#### [Available data]
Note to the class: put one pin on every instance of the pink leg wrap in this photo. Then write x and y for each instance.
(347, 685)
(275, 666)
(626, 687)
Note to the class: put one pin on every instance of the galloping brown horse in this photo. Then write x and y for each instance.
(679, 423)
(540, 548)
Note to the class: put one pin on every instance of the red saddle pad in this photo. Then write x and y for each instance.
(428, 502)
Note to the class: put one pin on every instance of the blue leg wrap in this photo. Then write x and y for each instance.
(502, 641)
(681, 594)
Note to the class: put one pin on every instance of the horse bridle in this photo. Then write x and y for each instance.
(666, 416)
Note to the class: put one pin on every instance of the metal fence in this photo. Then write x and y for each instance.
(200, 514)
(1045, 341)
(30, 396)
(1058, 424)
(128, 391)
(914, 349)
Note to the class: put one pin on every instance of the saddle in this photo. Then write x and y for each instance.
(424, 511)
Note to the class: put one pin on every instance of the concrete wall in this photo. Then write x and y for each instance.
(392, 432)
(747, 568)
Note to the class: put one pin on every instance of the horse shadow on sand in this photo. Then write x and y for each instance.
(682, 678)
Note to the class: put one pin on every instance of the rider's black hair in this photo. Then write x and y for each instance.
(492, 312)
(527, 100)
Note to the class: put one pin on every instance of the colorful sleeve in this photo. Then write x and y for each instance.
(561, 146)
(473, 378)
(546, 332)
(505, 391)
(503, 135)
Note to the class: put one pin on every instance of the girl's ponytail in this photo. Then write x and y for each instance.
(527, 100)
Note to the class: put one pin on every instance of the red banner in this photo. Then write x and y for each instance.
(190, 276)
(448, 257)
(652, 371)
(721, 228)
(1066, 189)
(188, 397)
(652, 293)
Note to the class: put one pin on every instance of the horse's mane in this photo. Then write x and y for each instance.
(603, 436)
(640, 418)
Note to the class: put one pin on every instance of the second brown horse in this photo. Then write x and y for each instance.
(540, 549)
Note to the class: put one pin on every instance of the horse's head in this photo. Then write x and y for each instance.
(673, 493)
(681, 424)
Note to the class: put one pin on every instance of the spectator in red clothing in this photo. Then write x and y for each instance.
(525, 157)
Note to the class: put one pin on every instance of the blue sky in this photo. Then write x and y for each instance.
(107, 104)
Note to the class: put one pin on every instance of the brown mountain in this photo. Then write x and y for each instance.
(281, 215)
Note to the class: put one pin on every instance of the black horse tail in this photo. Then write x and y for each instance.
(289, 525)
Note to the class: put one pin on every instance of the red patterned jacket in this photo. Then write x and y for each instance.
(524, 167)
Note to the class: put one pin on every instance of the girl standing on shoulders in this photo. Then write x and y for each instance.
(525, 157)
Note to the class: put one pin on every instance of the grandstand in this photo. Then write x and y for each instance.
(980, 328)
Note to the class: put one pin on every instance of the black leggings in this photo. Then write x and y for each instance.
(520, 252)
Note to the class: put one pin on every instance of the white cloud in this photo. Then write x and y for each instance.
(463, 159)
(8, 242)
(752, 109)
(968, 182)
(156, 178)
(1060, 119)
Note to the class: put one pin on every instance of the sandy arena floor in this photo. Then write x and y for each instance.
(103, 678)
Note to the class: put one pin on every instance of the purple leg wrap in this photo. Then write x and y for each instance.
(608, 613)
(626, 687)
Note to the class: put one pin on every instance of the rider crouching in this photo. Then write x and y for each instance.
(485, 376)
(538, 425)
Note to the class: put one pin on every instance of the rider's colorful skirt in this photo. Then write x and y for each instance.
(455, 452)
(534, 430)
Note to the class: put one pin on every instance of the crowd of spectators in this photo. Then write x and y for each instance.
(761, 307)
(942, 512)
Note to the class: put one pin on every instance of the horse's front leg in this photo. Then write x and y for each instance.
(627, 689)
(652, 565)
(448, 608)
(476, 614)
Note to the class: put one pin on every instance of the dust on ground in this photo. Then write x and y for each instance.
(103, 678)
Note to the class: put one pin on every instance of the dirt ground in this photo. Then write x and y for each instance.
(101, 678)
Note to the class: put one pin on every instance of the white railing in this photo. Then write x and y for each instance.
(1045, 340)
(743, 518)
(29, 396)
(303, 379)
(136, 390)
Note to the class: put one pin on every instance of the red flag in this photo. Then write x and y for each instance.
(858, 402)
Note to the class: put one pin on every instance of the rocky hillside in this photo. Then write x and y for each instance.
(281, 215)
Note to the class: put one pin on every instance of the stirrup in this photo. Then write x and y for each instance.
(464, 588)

#### [Task requirements]
Print out the entire listing above without any change.

#### [Response box]
Note to the class: put one pin on every instance of the pink leg wrap in this photo. Then write x and y for each instance.
(347, 685)
(275, 666)
(626, 687)
Note to the class: put one pin on every instance of the galloping brown horse in this photo. Then write x and y for each instance.
(679, 423)
(540, 548)
Note to the class: put one pin on every instance of the red saddle pad in this photo. Then write x and y for each instance.
(428, 502)
Note to the class: put one pin on every instance of the blue leg wrap in this photo. Then write x and y for each instance.
(502, 641)
(681, 594)
Note to the class: put one pin on every instance of the horse bridle in this photo. Then write x and y for each instance.
(666, 416)
Note to the class: put one pin on every instance of the metal fence in this photo. Then write x and y for each instance.
(200, 514)
(1045, 341)
(30, 396)
(1058, 424)
(128, 391)
(914, 349)
Note to the class: put one pin on every instance of the saddle in this photo. Then write x and y for each instance.
(424, 511)
Note to the class: put one pin on every instance of the concrete wall in this photo. Then write x and y for each instance.
(392, 432)
(747, 568)
Note to the class: put one pin on every instance of the horse shadow on sand in this photo. Then write x and y for each instance.
(682, 678)
Note to the class: put one pin on every instance of the rider's black hair in this photo. Then write x and y for each instance.
(492, 312)
(527, 100)
Note to the class: put one pin on every instance of the colorful sleeve in this photo. Then write x and y for each instance.
(561, 146)
(473, 378)
(546, 332)
(505, 391)
(503, 135)
Note to the class: put one pin on every instance of the girl's ponytail in this photo. Then write x and y for each instance.
(527, 100)
Note to the class: put one pin on every instance of the red banner in this photo. Then write x and y for each instance.
(190, 276)
(448, 257)
(652, 371)
(721, 228)
(1066, 189)
(188, 397)
(652, 293)
Note to the class: put one pin on every instance of the horse's mane in this photo. Then write x and y for each instance.
(603, 436)
(640, 418)
Note to the class: put one pin on every instance of the second brown horse in this photo. Then write x and y for each instance.
(540, 549)
Note to the class: put one pin on every instance of the horse's head in this photo. Then write x and y for each instance.
(673, 493)
(681, 424)
Note to the class: put one pin on every instance of the spectator in red clothing in this photo. Then write x and y for each instance.
(525, 157)
Note to the class: put one pin on every instance of the blue sky in this photo. Then write x and y for each instance.
(107, 104)
Note to the class: put one pin on every instance of the brown mountain in this photo. Then write x and y for each instance.
(281, 215)
Note to the class: put one pin on every instance of the black horse tail in this photo. Then write x and y for each instance.
(289, 525)
Note to the class: put one pin on every instance of the red patterned jacket in this photo. Then write x and y for each instance.
(524, 167)
Note to the class: put one pin on every instance of the girl standing on shoulders in this photo. Then write x and y for each instance.
(525, 157)
Note to the class: put one pin on every instance of the grandstand in this photo. Then write x and y for each instance.
(980, 328)
Note to the class: put one pin on every instance of the black leggings in this photo. Then write x and y for each instance.
(520, 252)
Note to the class: put one pin on every instance of the white cloud in this photo. Then write x and y for each instance.
(463, 159)
(8, 242)
(752, 109)
(968, 182)
(156, 178)
(1060, 119)
Note to the class: put one pin on every instance of the sandy arena floor in this photo. Then write x and y for each instance.
(103, 678)
Note to the class: put one pin on every instance of the purple leg wrap in this photo. Then write x and y for each instance.
(608, 613)
(626, 687)
Note to the class: put one pin on every instance of the rider crouching in this photo. Then write x and y for each instance.
(485, 376)
(538, 425)
Note to the class: put one pin on every instance of the rider's colorful skirt in this photo. Then write x and y for each instance.
(455, 452)
(534, 430)
Note to the class: put one pin on every instance of the crowd of spectators in this photo. Then write x and y for each instance.
(761, 307)
(942, 512)
Note to the class: put one pin on every instance of the horse's front leg in this photo. Then write x and y for each instance.
(627, 689)
(652, 565)
(448, 608)
(476, 614)
Note to the class: put one pin on every instance of the dust on ground in this photo. Then write x and y for each instance.
(103, 678)
Note to the class: put one pin on every instance of the dirt ground in this photo. Then write x and y for each instance.
(101, 678)
Note to the class: put one pin on every instance of the white railing in this photo. Then write x and y for each instance.
(1045, 340)
(743, 518)
(29, 396)
(303, 379)
(136, 390)
Note to the class: put one pin on every instance of the red flag in this photo. Then write x and y for each instance.
(858, 402)
Note to the class: put one pin on every instance of the rocky hillside in this photo. Then write x and y for each instance.
(281, 215)
Note to the class: put one pin on every instance of the stirrup in this photo. Then write x and y for each instance.
(464, 588)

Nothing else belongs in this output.